Recorded data:
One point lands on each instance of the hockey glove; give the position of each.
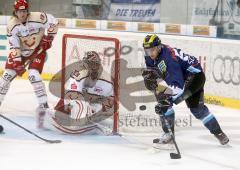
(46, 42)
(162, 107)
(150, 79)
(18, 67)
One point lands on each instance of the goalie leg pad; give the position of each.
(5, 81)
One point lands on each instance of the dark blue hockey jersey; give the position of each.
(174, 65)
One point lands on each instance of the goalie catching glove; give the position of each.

---

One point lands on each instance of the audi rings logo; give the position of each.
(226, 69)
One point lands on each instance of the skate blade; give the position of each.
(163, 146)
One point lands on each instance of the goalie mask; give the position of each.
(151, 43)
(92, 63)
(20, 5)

» **WHAT THE TASK ASKS**:
Return word for word the lines above from the line with "One point lands on each instance of the dark" to the line with "One point lands on each instance of the goalie catching", including both and leaving out all others.

» **TASK ANSWER**:
One point lands on each instance of the dark blue hockey jersey; give the position of each.
(174, 65)
One point lands on each instance of the goalie catching glove; give the position of each.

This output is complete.